▶ [What to work on]:
Please answer these questions from the WAT2023 task page:
(a) By what date must translations be submitted to the organizers?
(b) How many training examples does the Hindi Visual Genome contain?
(c) How many pages should the system description report be?

WAT2023 English-Hindi Multi-Modal Translation Task

After three successive events of “WAT 2019, WAT2020, WAT2021, and WAT2022 English-Hindi Multimodal Translation Task”, the Workshop on Asian Translation 2023 (WAT2023) will continue the task of multimodal English-to-Hindi translation which is the first multimodal translation task for any Indian language. The task relies on our “Hindi Visual Genome,” a multimodal dataset of text and images suitable for English-Hindi machine translation tasks and multimodal research.

Timeline

July 07: Translations need to be submitted to the organizers
July 14, System description paper submission deadline
July 28: Review feedback for system description
Aug 4: Camera-ready
Sep 4: WAT2023 takes place

Task Description

The setup of the WAT2023 task is as follows:

Inputs:
- An image,
- A rectangular region in that image
- A short English caption of the rectangular region.
Output:
- The caption translated to Hindi.

Types of Submissions Expected

The setup of the WAT2023 task is as follows:

Text-only translation
Hindi-only image captioning
Multi-modal translation (uses both the image and the text)

Training Data

The Hindi Visual Genome consists of:

29k training examples
1k dev set
1.6k evaluation set

Evaluation

WAT2023 Multi-Modal Task will be evaluated on:

1.6k evaluation set of Hindi Visual Genome
1.4k challenge set of Hindi Visual Genome

Means of evaluation:

Automatic metrics: BLEU, CHRF3, and others
Manual evaluation, subject to the availability of Hindi speakers

Participants of the task need to indicate which track their translations belong to:

Text-only / Image-only / Multi-modal
- see above
Domain-Aware / Domain-Unaware
- Whether or not the full (English) Visual Genome was used in training.
Constrained / Non-Constrained
- 29k training segments from the Hindi Visual Genome
- HindEnCorp 0.5
- (English-only) Visual Genome [submitting a domain-aware run]
Non-constrained submissions may use other data but need to specify what data was used.

Download Link

Hindi Visual Genome 1.1

Submission Requirement

The system description should be a short report (4 to 6 pages) submitted to WAT 2023 describing the method(s).

Each participating team can submit at most two systems for each task (e.g., Text-only, Hindi-only image captioning, multimodal translation using text and image). Please submit through the submission link available on the WAT2022 website and select the task for submission.

Data entries
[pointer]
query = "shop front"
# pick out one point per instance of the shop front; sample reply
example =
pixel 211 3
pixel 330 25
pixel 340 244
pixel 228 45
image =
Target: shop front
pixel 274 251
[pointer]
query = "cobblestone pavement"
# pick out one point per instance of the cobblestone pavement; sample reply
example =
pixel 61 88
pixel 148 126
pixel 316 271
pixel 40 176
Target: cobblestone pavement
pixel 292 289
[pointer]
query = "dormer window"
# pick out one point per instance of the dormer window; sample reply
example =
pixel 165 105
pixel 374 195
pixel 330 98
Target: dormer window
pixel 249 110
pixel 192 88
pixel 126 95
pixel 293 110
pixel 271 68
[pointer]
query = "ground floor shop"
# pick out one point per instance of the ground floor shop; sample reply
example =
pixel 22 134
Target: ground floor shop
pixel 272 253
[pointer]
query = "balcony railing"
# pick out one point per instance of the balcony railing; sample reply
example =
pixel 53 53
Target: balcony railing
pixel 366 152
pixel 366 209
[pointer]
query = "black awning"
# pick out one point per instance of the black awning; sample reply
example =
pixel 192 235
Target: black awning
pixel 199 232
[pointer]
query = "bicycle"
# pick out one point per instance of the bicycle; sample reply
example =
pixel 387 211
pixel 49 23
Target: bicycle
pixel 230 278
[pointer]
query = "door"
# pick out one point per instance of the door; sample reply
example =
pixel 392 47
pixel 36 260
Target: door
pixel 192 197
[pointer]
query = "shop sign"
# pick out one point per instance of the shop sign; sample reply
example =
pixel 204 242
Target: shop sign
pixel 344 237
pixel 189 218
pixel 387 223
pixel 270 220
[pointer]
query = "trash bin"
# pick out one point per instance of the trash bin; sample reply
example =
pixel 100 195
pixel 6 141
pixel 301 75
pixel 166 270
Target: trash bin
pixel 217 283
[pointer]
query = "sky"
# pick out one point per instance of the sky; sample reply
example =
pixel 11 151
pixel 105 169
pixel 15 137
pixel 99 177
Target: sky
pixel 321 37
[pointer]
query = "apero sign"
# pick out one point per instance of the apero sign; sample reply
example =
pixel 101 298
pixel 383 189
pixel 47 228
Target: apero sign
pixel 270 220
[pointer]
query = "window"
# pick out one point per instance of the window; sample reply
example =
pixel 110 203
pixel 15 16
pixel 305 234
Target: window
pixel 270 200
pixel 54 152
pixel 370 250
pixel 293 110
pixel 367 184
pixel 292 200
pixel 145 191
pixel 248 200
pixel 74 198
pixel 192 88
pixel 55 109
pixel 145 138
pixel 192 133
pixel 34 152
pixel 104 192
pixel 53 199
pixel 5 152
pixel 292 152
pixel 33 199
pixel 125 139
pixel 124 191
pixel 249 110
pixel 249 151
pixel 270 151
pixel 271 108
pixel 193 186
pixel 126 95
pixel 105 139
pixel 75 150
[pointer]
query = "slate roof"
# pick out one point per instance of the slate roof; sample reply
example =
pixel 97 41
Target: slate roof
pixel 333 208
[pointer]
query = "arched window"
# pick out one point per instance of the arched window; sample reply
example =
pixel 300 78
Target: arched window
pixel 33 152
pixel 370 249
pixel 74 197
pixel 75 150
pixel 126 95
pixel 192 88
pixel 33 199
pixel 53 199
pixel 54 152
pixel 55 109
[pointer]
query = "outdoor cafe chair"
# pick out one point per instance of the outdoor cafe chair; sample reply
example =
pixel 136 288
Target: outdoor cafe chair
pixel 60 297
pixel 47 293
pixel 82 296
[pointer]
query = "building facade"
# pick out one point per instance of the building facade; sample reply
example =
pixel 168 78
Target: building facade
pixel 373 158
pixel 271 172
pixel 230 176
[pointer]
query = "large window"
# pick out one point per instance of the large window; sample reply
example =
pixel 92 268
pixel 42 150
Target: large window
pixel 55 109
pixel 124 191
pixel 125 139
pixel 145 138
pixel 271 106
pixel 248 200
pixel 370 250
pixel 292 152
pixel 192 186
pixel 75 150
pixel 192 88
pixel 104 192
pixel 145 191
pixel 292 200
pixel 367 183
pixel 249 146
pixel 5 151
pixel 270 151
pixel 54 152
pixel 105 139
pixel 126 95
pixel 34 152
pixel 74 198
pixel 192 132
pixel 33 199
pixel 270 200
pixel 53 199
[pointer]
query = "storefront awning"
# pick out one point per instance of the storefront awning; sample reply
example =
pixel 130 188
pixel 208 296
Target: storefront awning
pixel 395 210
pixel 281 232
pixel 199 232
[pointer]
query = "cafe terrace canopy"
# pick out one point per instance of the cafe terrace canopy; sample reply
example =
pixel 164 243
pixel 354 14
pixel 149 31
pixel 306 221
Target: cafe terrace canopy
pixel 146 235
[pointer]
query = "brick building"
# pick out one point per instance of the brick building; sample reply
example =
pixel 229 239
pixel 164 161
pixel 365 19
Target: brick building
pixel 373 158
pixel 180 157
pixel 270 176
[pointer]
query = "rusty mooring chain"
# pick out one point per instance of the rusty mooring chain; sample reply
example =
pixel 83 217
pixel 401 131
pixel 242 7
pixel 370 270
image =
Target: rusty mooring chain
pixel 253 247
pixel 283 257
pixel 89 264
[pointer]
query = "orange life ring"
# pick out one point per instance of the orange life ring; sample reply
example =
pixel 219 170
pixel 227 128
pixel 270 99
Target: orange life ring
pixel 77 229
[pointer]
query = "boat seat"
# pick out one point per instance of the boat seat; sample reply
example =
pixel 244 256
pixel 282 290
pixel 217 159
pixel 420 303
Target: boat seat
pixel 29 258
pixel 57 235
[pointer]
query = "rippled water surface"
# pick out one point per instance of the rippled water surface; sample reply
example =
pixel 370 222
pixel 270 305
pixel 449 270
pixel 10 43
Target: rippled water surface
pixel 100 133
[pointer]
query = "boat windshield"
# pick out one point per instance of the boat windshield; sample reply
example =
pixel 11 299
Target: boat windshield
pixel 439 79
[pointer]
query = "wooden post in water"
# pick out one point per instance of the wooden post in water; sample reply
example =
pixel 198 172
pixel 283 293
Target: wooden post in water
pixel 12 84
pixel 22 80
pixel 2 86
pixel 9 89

---

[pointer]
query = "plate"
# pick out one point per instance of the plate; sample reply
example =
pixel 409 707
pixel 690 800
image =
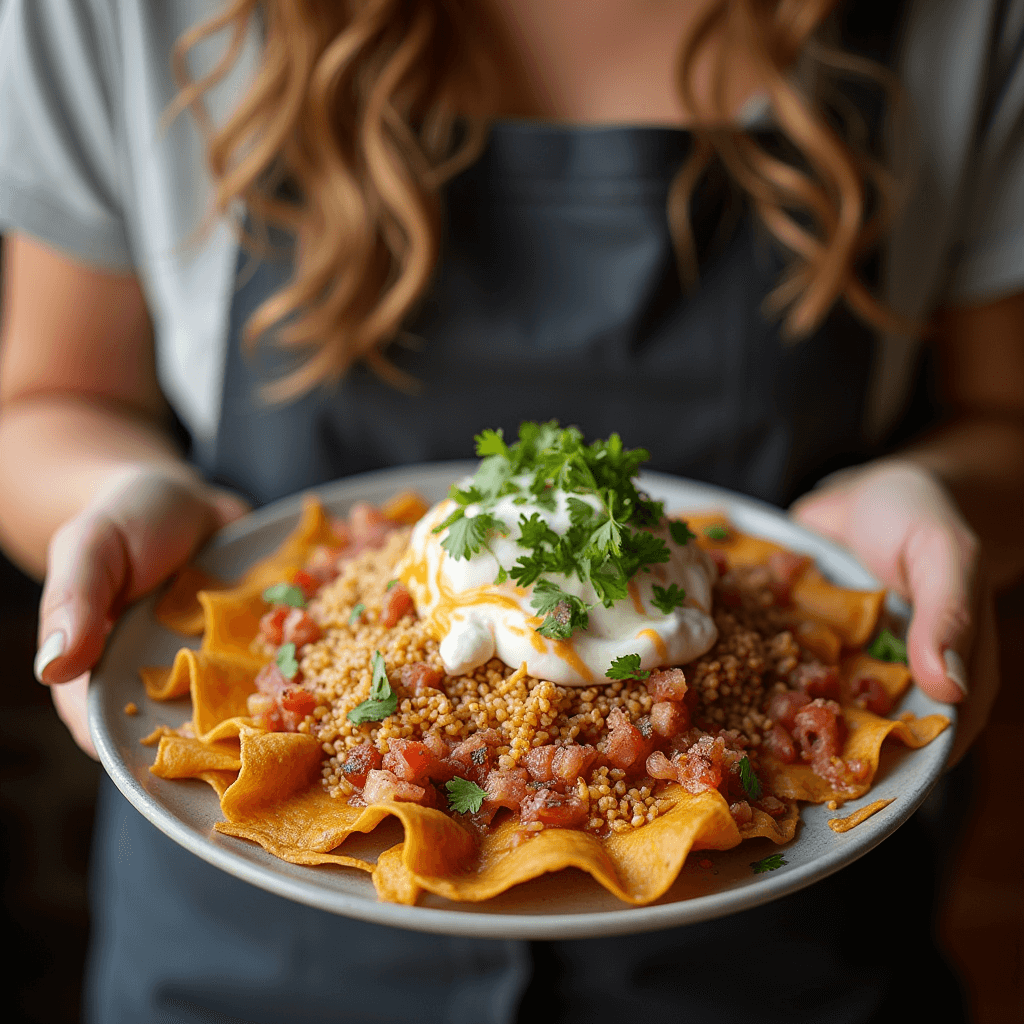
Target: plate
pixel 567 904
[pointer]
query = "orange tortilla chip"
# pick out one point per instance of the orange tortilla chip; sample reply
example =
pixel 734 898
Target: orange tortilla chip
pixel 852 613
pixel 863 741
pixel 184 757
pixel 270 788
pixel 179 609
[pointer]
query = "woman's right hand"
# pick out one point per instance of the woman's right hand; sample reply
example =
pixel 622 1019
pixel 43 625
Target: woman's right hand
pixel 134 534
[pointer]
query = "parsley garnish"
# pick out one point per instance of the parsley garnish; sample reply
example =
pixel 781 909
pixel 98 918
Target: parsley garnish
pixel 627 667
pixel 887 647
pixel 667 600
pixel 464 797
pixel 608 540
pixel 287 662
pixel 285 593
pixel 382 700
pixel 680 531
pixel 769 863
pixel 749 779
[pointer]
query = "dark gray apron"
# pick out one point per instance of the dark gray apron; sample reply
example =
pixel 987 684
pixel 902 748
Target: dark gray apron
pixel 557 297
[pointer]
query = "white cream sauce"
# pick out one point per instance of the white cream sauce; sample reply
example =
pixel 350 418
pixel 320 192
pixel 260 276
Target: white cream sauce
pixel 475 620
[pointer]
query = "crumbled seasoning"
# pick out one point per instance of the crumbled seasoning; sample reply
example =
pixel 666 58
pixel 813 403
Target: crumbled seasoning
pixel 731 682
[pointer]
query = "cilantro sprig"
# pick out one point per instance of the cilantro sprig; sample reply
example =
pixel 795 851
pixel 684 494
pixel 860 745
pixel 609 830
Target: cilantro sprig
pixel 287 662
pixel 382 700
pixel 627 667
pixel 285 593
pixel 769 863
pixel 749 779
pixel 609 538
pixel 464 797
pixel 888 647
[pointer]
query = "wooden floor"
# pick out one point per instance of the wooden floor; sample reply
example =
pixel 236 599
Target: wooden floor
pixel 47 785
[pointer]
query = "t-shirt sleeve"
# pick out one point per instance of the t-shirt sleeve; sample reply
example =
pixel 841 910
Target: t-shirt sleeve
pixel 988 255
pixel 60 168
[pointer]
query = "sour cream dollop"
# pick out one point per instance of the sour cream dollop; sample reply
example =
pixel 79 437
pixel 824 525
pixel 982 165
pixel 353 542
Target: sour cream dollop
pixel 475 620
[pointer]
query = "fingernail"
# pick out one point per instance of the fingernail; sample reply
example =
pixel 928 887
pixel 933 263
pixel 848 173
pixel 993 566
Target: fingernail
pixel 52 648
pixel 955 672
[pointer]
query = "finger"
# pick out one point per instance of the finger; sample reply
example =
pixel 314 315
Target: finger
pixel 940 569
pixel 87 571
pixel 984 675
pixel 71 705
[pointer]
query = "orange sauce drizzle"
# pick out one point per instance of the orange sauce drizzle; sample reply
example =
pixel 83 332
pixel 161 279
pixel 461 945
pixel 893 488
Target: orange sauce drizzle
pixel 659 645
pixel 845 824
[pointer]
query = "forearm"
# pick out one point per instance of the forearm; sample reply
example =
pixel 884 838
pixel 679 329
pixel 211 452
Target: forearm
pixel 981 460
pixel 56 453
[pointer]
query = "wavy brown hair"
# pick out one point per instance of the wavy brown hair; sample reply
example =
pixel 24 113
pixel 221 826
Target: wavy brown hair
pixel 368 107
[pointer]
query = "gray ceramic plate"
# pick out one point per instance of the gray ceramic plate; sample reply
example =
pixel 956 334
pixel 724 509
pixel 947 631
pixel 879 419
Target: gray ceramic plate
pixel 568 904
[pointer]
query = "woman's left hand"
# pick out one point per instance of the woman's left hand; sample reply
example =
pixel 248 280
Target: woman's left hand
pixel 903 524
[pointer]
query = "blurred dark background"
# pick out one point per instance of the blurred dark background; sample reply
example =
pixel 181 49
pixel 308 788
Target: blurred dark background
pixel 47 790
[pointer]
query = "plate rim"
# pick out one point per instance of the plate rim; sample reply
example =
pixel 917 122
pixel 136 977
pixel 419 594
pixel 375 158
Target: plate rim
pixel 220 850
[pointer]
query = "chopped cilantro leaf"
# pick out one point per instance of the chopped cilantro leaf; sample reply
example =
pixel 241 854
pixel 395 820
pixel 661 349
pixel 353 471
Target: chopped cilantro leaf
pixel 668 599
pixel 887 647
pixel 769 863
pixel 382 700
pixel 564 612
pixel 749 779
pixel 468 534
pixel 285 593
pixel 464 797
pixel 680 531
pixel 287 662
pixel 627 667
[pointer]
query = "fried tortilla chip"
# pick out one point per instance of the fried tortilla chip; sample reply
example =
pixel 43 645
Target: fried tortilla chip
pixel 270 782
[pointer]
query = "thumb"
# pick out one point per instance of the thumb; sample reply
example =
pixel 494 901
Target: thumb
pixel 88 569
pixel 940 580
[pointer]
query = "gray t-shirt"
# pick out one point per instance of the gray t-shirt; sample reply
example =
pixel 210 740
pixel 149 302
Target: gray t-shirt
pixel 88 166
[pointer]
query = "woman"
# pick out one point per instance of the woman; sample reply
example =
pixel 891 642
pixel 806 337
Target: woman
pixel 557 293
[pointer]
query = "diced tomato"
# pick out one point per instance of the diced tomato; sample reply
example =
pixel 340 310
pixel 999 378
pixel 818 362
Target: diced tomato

==

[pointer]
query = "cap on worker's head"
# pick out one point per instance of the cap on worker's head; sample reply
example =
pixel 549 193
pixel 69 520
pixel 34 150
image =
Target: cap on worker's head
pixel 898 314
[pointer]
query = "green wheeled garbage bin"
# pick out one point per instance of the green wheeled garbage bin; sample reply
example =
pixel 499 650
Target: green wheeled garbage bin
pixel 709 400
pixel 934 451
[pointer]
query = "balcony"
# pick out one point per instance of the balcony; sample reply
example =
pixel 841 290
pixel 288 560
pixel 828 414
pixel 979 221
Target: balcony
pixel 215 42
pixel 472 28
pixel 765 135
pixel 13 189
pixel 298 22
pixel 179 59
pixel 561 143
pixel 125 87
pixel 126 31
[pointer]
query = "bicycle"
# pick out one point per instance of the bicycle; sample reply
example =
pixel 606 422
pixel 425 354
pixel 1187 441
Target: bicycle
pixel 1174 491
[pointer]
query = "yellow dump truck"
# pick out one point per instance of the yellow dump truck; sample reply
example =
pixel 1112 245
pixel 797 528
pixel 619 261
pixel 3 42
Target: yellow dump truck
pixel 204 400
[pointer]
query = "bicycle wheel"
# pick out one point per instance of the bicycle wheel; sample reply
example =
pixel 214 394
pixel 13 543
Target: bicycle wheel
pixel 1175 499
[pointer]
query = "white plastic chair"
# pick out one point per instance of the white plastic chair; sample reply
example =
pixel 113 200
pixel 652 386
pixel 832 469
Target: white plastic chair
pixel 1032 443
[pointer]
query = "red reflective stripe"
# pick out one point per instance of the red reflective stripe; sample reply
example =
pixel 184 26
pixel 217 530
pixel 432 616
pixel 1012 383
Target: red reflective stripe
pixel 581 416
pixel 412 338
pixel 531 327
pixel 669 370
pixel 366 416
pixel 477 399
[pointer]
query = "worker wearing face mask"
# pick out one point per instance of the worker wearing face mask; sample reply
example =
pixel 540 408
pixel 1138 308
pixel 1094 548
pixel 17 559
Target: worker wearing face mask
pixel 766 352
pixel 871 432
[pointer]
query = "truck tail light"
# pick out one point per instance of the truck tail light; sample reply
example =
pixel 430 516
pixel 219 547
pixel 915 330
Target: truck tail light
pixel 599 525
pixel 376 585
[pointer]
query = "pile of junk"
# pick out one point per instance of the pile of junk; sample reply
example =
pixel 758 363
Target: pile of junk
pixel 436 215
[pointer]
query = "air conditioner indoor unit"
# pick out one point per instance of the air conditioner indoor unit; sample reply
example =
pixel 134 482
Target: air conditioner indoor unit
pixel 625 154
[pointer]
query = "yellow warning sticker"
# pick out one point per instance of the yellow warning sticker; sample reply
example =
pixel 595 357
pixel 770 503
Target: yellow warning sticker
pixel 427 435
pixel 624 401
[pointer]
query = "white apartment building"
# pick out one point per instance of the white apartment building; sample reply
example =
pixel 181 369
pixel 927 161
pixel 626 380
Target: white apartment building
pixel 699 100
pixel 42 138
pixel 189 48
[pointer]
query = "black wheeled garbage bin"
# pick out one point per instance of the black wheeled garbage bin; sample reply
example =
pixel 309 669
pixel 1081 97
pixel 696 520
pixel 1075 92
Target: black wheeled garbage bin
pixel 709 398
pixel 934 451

▶ [Response to this task]:
(a) July 07
(b) 29k
(c) 4 to 6 pages